--- Begin DATA PROVIDED ---

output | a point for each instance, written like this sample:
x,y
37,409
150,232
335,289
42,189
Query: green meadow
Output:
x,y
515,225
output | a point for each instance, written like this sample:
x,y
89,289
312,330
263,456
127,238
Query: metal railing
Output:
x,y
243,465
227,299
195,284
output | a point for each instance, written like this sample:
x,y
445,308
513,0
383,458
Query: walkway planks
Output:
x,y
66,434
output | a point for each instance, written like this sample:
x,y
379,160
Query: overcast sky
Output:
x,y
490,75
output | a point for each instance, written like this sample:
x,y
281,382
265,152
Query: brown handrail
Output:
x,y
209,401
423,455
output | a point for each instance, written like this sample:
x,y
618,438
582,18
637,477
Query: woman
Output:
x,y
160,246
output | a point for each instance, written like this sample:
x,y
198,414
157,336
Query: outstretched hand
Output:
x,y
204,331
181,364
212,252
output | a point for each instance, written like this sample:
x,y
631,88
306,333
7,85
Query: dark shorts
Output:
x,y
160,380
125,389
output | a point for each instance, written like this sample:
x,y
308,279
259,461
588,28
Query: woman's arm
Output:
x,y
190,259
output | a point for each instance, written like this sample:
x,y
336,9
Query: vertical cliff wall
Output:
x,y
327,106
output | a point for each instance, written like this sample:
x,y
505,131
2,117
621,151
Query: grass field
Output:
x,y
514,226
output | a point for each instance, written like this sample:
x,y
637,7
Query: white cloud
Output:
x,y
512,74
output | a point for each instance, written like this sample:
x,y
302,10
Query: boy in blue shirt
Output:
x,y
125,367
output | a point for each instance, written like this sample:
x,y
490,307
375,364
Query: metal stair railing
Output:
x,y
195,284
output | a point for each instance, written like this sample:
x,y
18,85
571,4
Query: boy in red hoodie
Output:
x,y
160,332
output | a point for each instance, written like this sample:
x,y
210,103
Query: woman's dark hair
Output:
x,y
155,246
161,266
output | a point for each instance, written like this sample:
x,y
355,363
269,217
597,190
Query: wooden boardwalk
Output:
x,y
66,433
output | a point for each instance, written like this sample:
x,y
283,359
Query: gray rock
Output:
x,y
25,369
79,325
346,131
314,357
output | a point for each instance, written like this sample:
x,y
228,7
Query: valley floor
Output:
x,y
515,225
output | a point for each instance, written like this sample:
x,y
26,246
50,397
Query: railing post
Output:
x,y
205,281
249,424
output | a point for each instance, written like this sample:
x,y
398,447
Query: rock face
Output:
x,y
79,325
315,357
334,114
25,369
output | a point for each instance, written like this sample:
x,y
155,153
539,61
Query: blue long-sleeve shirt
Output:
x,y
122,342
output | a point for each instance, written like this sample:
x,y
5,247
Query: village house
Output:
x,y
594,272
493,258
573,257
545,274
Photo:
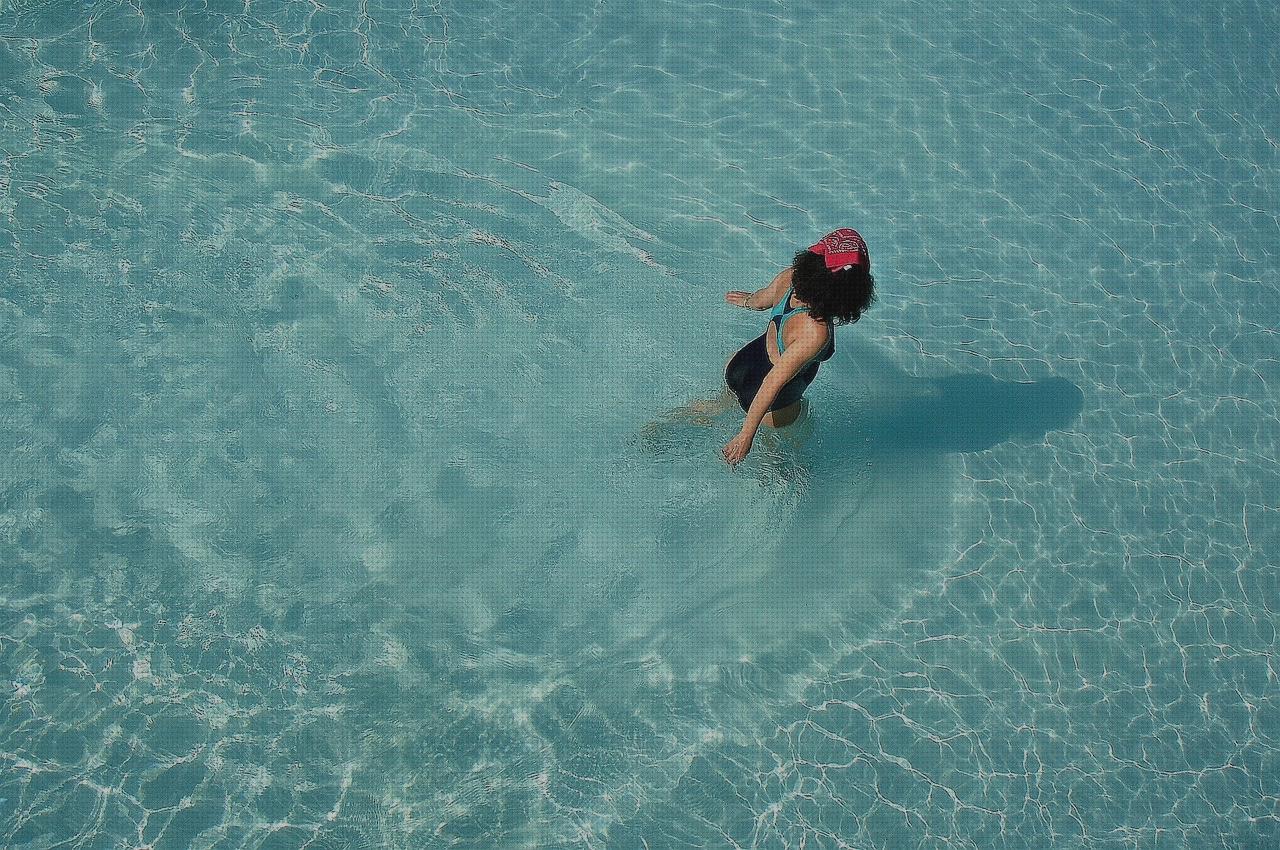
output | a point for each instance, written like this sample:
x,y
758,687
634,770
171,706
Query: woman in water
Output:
x,y
828,283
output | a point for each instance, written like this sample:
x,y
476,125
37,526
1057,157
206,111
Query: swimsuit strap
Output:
x,y
781,314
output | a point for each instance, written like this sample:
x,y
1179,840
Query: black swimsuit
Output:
x,y
750,365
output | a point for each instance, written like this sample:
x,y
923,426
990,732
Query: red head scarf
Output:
x,y
842,248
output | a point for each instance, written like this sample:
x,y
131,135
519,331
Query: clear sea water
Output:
x,y
327,333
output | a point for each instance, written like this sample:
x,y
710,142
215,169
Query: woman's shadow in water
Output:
x,y
883,508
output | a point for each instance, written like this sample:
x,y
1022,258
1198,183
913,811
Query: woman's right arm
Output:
x,y
764,297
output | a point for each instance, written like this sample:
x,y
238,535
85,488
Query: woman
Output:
x,y
828,283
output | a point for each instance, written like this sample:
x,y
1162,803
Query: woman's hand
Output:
x,y
737,448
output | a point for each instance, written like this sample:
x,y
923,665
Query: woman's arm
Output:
x,y
764,297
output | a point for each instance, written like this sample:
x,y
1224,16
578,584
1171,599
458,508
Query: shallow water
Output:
x,y
327,342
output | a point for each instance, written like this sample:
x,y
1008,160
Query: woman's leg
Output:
x,y
700,411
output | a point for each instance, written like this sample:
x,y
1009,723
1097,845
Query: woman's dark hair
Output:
x,y
842,296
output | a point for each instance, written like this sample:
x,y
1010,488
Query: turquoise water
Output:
x,y
327,333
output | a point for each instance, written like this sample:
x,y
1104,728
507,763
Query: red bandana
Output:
x,y
842,248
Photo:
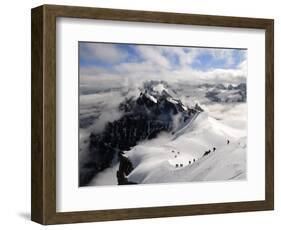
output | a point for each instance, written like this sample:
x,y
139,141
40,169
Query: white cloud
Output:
x,y
109,53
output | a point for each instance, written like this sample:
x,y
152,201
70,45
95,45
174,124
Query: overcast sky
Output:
x,y
135,63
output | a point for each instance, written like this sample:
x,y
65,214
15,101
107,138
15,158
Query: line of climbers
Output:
x,y
205,154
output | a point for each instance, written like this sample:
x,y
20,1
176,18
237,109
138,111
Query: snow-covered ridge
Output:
x,y
182,159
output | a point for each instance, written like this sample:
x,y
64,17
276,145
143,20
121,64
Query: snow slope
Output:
x,y
179,158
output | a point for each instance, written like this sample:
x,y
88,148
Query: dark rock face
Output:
x,y
144,118
125,167
234,93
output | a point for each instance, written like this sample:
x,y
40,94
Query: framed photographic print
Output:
x,y
141,114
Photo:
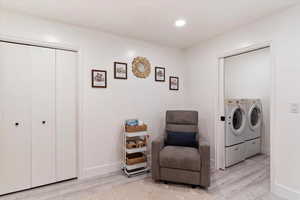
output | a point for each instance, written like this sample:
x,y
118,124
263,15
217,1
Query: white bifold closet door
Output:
x,y
37,116
43,115
15,117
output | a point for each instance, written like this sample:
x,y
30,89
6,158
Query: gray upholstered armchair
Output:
x,y
178,163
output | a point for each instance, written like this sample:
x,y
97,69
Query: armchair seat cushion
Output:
x,y
177,157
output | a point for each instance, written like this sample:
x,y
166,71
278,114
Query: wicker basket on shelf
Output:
x,y
135,158
136,128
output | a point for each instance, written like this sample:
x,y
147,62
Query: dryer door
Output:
x,y
254,116
238,120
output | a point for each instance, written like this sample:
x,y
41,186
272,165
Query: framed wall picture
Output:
x,y
99,79
174,83
120,70
160,74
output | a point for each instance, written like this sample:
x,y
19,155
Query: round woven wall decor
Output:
x,y
141,67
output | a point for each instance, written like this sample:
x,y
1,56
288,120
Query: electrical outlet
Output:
x,y
294,108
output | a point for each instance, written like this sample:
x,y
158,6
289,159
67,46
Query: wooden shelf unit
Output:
x,y
138,168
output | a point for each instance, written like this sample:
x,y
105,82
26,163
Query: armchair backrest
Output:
x,y
182,121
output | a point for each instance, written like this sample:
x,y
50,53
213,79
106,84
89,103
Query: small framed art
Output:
x,y
174,83
120,70
160,74
99,79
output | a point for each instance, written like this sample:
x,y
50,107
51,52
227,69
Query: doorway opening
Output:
x,y
243,107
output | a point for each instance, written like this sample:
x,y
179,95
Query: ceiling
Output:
x,y
153,20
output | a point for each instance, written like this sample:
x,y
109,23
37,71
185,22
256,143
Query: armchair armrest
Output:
x,y
157,146
204,150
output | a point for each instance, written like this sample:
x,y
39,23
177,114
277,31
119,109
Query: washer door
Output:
x,y
254,117
238,120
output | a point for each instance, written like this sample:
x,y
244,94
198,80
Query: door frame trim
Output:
x,y
218,139
79,84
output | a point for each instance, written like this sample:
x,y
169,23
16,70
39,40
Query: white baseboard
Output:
x,y
285,192
101,170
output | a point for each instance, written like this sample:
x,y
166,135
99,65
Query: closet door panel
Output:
x,y
15,117
43,116
66,137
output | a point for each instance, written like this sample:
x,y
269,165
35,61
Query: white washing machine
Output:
x,y
234,132
254,119
253,127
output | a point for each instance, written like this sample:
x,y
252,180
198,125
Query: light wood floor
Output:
x,y
248,180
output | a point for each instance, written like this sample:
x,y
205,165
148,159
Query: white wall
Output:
x,y
248,76
103,111
283,30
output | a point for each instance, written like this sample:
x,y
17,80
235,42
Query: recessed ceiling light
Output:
x,y
180,23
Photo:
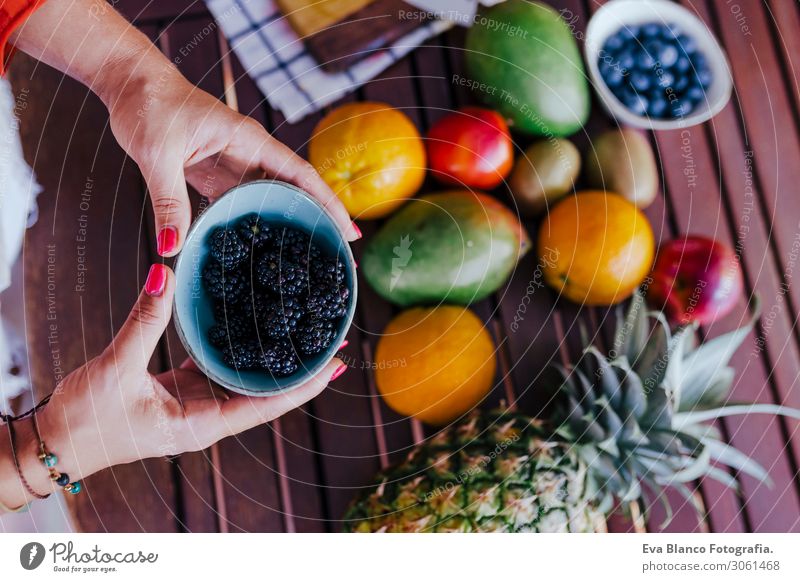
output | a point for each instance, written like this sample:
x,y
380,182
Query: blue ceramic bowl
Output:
x,y
277,203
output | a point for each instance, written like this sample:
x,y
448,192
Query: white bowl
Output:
x,y
618,13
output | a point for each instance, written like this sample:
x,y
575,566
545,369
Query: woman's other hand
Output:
x,y
112,410
176,133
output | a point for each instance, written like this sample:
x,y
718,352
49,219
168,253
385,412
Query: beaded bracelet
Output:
x,y
9,420
61,479
48,459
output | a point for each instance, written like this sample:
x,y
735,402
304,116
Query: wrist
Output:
x,y
20,469
74,445
141,76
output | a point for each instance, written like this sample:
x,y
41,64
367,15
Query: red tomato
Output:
x,y
471,147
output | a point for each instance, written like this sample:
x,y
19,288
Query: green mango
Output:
x,y
523,60
455,247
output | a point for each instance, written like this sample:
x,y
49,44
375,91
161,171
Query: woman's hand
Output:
x,y
112,410
176,133
173,130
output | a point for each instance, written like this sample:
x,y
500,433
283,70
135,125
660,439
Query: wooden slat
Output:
x,y
299,478
68,143
248,465
154,10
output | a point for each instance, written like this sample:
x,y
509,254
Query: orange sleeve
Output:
x,y
12,14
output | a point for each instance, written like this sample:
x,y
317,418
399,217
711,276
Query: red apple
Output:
x,y
695,279
471,147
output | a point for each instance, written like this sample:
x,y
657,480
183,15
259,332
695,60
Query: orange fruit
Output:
x,y
596,248
371,156
434,364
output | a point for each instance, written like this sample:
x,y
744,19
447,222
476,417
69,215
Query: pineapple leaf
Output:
x,y
736,459
683,419
659,411
701,385
634,401
689,496
695,470
652,361
723,477
632,329
658,491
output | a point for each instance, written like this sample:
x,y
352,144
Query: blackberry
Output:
x,y
328,303
218,336
307,257
233,329
278,318
224,310
243,355
281,277
228,286
227,248
293,244
279,359
328,271
254,232
314,335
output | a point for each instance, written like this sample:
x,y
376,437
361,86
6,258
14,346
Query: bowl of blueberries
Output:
x,y
265,289
655,64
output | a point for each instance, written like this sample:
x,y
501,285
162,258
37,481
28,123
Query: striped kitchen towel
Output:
x,y
274,56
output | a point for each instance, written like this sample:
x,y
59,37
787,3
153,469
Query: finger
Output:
x,y
187,385
188,364
243,412
280,161
139,336
173,213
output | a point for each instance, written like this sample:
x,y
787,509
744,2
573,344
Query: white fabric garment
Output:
x,y
18,191
274,56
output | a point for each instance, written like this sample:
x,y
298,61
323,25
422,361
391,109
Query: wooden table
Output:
x,y
735,178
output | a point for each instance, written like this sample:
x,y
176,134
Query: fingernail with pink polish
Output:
x,y
156,280
167,240
339,371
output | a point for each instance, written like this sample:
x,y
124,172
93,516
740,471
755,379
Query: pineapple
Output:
x,y
625,427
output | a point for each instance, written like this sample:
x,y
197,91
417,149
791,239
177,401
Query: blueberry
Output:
x,y
628,32
658,107
637,104
645,60
652,30
613,76
681,82
625,59
687,43
704,77
613,43
641,81
681,107
666,79
683,64
620,91
668,55
699,61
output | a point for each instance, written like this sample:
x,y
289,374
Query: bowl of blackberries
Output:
x,y
655,65
265,289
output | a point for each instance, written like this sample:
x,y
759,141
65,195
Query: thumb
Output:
x,y
139,336
173,211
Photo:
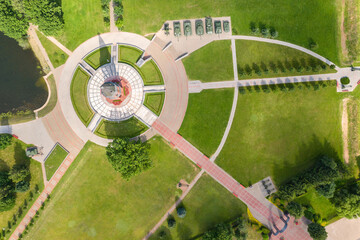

--- End DATA PROVIDED ---

▶ _REQUIREMENTS_
Return each line in the records above that contains the word "wooden". Treat the match as case-sensitive.

▶ _TASK OUTPUT_
Query: wooden boardwalk
Query: wooden shelf unit
Query: wooden slat
Query: wooden table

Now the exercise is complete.